● **WHAT YOU WILL DO**: Rewrite the lines of the entries below from the line with "Target — doorway" to the very last line, both included, keeping the requests as they are. Multiply each x and y coordinate in the answers by 1.65 and round to a whole number, with halves going up.

# START OF DATA PROVIDED

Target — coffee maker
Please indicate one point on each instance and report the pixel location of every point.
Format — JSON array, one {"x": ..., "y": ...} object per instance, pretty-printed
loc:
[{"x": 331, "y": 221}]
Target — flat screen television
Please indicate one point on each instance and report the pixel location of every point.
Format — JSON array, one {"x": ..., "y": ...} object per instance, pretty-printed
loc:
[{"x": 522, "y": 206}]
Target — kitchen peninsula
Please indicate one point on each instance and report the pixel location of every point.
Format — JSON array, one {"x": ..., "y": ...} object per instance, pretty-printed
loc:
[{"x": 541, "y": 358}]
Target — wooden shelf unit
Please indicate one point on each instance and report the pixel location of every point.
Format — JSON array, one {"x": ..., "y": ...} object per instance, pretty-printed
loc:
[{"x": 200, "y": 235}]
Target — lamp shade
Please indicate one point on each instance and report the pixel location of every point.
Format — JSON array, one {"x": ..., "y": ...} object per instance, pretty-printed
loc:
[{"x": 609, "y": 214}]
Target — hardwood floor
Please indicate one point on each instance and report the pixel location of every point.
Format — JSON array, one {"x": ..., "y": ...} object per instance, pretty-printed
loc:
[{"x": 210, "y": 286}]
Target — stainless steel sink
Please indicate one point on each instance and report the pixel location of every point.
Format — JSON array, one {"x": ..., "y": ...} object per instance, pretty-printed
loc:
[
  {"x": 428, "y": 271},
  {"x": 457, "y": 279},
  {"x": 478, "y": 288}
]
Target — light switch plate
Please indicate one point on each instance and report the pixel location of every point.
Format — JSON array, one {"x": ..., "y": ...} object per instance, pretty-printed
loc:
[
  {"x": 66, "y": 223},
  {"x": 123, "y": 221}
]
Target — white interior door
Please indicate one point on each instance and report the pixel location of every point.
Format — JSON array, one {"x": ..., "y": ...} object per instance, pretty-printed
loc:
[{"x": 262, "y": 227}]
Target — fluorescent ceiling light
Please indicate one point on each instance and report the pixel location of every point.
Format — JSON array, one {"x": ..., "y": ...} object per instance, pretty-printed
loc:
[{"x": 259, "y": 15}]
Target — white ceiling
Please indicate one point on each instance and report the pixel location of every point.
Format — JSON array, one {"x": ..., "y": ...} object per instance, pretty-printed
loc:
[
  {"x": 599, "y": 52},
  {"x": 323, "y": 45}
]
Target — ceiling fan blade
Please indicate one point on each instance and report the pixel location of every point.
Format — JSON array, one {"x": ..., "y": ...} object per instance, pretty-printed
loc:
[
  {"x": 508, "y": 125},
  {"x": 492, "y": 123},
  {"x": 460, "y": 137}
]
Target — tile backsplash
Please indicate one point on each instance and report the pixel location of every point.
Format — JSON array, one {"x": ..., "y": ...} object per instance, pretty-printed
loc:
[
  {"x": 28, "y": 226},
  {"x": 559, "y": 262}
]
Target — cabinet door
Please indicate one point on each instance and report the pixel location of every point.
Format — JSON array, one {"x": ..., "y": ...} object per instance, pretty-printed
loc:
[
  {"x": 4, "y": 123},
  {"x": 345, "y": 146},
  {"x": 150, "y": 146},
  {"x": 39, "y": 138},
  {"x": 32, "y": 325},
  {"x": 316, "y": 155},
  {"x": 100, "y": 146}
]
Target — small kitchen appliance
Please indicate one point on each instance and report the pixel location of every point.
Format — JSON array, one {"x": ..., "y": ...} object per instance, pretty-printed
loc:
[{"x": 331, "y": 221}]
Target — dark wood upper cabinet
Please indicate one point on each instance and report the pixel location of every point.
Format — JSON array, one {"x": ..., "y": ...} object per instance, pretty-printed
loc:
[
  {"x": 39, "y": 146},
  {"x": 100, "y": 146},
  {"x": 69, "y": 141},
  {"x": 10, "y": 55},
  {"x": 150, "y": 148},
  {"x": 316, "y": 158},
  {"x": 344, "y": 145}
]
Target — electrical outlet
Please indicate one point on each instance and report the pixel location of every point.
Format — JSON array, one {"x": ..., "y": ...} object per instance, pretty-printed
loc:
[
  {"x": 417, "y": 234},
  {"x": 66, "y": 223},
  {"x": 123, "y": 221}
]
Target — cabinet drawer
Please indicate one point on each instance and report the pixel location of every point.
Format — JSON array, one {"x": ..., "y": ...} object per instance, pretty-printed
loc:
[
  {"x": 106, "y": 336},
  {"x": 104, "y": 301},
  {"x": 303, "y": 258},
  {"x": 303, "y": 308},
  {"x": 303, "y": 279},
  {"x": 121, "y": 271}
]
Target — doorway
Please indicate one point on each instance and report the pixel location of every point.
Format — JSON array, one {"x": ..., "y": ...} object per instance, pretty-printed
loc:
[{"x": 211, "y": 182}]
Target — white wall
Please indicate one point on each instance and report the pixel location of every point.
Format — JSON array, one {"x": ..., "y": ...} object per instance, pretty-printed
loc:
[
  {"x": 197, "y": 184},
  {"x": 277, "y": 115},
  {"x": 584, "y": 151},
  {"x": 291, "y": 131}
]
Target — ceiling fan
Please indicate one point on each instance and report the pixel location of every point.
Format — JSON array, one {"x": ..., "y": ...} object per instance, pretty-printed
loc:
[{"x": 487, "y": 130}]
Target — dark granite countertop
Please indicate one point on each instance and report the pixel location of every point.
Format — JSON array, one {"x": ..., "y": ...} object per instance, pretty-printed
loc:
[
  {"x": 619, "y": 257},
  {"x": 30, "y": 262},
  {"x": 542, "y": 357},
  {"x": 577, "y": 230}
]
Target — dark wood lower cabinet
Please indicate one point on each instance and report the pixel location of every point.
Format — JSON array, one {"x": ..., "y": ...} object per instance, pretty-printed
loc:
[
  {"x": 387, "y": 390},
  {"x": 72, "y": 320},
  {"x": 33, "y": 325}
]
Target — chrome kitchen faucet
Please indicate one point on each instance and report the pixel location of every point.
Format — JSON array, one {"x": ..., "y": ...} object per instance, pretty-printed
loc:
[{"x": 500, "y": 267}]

# END OF DATA PROVIDED

● **RESPONSE**:
Target — doorway
Please indicate one point on each instance and report the pixel location of every point.
Format — JSON array, one {"x": ..., "y": ...} object per instance, pretty-printed
loc:
[{"x": 348, "y": 300}]
Target — white wall
Please indicate one point on each instance and report the pixel location of every point.
Format — JSON array, one {"x": ..., "y": ...} object per instance, pretty-printed
loc:
[
  {"x": 325, "y": 304},
  {"x": 457, "y": 190},
  {"x": 964, "y": 249},
  {"x": 480, "y": 216}
]
Target — ceiling fan
Please indicate one point on each instance and report the pixel location of every point.
Format — JSON array, one {"x": ..., "y": ...} object per instance, pretty-printed
loc:
[{"x": 804, "y": 215}]
Target — dark granite countertop
Please indicate one point on each instance and report the pixel location of every point.
Format — JSON array, one {"x": ..., "y": ...} object per instance, pretty-printed
loc:
[
  {"x": 1021, "y": 424},
  {"x": 50, "y": 432},
  {"x": 894, "y": 589},
  {"x": 952, "y": 380}
]
Target — dark wood lower cabinet
Please indicate one point on each instance and report the pixel location of every point.
Format — JSON array, one {"x": ..., "y": ...} object per instance, pretty-printed
loc:
[
  {"x": 639, "y": 644},
  {"x": 119, "y": 528},
  {"x": 54, "y": 536}
]
Target — chrome kitchen faucet
Please indicate one point on each instance and report the pixel location of every point.
Format — JSON array, one {"x": ..., "y": ...} object per instance, pretty-printed
loc:
[{"x": 825, "y": 441}]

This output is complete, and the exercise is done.